WHAT THIS TASK INVOLVES: Could you write out, word for word, each line from the one containing "Mark one point on each instance of the seated" to the last line of the data below, both included and nothing more?

--- RECORDS SHOWN ---

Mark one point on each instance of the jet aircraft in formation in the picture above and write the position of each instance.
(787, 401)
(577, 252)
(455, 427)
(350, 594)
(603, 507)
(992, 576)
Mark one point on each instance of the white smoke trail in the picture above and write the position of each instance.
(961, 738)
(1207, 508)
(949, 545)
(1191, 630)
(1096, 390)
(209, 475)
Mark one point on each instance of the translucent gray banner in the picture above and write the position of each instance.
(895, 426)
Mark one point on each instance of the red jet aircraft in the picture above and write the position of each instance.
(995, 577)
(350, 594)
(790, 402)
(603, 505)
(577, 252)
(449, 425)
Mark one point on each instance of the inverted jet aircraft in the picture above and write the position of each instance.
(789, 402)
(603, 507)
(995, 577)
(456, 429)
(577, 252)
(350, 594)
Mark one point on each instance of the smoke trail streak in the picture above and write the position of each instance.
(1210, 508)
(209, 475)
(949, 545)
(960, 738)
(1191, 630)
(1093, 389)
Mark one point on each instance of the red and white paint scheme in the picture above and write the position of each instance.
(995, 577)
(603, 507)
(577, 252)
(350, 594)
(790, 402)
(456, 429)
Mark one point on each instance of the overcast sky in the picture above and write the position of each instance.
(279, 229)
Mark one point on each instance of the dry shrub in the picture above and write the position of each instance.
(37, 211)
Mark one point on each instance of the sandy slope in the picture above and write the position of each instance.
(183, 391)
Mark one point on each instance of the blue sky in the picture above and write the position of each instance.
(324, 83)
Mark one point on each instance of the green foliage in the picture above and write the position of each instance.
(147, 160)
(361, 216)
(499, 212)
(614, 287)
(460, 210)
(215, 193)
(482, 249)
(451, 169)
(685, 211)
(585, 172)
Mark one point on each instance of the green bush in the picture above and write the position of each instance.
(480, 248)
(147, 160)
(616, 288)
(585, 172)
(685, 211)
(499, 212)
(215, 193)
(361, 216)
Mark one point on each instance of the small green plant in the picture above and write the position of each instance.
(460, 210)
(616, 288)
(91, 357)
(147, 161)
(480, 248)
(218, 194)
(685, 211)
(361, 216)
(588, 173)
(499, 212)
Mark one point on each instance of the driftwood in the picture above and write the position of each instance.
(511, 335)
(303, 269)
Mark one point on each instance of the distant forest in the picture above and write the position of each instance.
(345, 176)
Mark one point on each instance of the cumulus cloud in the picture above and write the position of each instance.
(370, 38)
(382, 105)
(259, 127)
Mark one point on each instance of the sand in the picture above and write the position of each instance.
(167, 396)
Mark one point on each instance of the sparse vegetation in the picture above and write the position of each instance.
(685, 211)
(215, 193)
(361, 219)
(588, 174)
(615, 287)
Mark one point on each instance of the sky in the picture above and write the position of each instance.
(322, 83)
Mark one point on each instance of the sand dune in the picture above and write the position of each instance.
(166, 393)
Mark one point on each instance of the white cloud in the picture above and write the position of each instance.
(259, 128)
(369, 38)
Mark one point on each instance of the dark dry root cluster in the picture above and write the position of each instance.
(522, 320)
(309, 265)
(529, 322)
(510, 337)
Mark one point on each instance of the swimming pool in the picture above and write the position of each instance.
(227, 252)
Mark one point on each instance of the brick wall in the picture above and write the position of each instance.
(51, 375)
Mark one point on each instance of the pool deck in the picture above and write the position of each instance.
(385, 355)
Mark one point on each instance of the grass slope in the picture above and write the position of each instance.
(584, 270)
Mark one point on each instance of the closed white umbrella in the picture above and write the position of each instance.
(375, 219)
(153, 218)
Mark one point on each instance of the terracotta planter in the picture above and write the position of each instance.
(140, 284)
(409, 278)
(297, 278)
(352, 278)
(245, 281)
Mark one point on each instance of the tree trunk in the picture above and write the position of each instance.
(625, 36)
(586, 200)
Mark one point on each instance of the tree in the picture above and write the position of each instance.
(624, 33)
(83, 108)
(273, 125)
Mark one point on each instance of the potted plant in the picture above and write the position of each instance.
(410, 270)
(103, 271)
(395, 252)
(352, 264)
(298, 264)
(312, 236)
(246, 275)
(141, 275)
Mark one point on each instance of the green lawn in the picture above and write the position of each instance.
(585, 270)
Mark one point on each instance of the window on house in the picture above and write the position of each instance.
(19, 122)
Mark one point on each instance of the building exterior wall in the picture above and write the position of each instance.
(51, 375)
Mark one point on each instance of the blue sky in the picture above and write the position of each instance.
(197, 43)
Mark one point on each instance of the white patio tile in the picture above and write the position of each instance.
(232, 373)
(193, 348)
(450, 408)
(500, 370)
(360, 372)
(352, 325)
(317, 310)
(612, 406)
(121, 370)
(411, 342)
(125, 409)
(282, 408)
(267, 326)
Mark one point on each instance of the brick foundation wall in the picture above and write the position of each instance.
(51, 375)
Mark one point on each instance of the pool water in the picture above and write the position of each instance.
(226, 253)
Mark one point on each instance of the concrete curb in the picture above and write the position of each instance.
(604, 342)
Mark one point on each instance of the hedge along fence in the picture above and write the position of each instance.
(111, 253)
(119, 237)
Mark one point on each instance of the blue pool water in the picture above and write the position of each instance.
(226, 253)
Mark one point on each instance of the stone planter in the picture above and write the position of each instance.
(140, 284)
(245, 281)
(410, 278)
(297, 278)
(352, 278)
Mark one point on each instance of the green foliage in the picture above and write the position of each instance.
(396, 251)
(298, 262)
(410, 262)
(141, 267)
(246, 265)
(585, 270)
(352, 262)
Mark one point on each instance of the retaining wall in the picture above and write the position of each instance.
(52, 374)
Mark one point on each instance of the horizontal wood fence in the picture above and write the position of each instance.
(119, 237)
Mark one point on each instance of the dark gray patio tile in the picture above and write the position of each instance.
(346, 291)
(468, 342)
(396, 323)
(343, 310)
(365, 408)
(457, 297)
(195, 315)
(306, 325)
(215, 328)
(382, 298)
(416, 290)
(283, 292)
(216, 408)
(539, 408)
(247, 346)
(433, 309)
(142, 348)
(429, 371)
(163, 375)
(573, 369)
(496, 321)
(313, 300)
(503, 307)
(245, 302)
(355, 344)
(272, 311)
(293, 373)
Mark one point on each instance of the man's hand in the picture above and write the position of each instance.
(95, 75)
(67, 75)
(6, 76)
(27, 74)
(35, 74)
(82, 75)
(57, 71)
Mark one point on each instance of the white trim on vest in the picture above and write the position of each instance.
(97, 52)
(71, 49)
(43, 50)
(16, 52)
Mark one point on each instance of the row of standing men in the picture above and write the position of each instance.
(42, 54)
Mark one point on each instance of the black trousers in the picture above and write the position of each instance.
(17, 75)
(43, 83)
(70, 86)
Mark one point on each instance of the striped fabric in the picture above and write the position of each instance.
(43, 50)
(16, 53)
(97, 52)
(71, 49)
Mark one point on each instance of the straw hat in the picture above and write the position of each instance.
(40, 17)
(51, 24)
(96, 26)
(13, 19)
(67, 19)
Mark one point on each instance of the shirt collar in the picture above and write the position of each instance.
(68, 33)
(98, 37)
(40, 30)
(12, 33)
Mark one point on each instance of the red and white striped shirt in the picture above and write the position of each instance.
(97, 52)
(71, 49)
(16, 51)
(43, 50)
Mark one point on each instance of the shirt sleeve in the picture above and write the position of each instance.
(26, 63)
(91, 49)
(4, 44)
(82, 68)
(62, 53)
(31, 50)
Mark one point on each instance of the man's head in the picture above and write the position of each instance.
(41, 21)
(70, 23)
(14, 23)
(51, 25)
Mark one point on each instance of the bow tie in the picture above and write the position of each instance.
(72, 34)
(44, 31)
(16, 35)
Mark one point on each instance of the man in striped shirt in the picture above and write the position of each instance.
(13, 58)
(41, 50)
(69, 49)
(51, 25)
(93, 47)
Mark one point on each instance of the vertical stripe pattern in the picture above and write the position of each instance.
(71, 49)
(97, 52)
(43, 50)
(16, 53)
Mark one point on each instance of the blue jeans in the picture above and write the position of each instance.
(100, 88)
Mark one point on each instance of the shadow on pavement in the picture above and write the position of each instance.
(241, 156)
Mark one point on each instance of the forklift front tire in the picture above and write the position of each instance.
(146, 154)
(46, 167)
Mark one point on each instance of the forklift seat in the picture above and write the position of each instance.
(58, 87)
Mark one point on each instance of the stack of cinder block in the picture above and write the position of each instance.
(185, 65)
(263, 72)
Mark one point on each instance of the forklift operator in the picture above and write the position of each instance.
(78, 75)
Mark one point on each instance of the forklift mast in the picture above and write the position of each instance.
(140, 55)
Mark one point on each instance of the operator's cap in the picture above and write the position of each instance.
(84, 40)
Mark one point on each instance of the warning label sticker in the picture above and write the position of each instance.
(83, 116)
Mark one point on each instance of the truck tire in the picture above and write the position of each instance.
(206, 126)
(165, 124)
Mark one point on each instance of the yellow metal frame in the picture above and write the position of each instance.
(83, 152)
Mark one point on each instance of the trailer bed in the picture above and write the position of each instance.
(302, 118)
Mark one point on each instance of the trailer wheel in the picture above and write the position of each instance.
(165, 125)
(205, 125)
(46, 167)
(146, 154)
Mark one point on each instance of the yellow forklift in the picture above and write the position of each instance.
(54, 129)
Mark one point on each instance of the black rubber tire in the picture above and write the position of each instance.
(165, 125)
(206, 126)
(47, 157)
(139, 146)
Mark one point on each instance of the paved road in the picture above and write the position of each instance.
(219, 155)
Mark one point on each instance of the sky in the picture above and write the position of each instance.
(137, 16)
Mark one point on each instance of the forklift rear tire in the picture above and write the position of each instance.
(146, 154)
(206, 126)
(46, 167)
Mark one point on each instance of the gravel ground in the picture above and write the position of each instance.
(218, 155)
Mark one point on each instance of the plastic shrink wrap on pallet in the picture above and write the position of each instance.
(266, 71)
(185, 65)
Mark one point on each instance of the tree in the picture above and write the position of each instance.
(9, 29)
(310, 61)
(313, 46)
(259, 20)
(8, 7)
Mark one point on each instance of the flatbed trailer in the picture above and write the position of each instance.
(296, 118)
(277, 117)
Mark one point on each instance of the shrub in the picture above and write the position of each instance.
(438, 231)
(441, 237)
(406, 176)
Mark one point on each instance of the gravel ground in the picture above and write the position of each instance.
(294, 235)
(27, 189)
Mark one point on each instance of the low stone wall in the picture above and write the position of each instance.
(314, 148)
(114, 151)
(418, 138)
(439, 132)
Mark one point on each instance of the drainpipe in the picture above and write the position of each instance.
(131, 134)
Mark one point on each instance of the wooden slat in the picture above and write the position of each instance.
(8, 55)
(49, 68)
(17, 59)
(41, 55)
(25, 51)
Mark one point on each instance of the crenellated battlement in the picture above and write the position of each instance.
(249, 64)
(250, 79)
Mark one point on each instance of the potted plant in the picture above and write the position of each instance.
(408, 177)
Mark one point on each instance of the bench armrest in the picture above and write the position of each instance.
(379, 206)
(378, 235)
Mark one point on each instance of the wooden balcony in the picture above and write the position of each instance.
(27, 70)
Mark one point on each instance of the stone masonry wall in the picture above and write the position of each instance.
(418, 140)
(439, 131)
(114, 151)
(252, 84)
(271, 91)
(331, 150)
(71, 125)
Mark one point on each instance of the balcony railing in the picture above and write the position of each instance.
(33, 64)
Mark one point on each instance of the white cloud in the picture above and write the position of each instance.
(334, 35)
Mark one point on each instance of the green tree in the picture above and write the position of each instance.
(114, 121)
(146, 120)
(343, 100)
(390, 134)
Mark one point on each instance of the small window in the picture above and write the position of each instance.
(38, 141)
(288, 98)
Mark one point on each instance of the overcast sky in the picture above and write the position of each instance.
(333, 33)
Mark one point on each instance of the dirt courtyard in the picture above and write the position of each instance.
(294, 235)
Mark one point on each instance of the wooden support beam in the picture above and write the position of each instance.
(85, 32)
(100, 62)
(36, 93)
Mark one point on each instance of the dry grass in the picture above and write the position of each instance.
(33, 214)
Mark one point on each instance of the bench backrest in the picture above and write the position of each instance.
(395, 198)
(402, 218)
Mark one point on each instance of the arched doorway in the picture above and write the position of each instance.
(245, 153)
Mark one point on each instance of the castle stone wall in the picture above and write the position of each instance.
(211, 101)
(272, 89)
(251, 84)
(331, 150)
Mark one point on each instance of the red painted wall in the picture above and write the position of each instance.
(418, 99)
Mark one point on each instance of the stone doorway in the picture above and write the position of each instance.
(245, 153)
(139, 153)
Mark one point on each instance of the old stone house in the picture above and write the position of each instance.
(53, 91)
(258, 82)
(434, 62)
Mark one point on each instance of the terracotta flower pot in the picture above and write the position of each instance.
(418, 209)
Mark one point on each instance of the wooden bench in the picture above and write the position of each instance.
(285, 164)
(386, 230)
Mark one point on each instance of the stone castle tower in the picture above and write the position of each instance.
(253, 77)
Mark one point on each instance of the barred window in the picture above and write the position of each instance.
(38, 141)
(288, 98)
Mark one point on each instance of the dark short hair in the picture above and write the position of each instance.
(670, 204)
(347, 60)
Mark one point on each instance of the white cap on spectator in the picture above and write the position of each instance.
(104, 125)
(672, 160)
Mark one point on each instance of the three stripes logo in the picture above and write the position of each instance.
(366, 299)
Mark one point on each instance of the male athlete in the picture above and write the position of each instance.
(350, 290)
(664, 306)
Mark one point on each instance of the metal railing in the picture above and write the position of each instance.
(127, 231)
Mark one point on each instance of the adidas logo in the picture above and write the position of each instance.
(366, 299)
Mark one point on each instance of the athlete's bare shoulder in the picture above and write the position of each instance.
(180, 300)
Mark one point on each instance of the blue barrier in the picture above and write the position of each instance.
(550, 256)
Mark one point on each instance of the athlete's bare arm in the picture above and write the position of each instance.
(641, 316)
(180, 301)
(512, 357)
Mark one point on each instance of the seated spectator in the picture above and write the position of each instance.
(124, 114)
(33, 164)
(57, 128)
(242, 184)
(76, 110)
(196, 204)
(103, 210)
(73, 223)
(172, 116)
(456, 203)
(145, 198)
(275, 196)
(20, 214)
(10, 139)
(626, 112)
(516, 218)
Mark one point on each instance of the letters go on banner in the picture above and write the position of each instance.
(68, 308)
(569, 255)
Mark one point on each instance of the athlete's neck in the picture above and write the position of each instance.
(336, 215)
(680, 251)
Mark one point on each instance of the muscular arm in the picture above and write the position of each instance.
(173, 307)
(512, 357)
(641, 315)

---

WRITTEN RESPONSE:
Mark one point on each instance of the seated spectator in the picture above and write the position of each instance.
(124, 114)
(33, 164)
(57, 128)
(242, 184)
(76, 110)
(196, 204)
(103, 210)
(73, 223)
(172, 116)
(456, 203)
(145, 198)
(275, 196)
(20, 214)
(10, 139)
(626, 112)
(516, 218)
Mark one point on each instance of the letters go on banner in the picture above and write the position of each instance.
(68, 308)
(569, 255)
Mark one point on each instance of the athlete's neck in the picture above and write the position of each instance.
(336, 215)
(680, 251)
Mark one point on each instance of the muscular arm in the picture above and write the position of each instance.
(173, 307)
(512, 357)
(641, 315)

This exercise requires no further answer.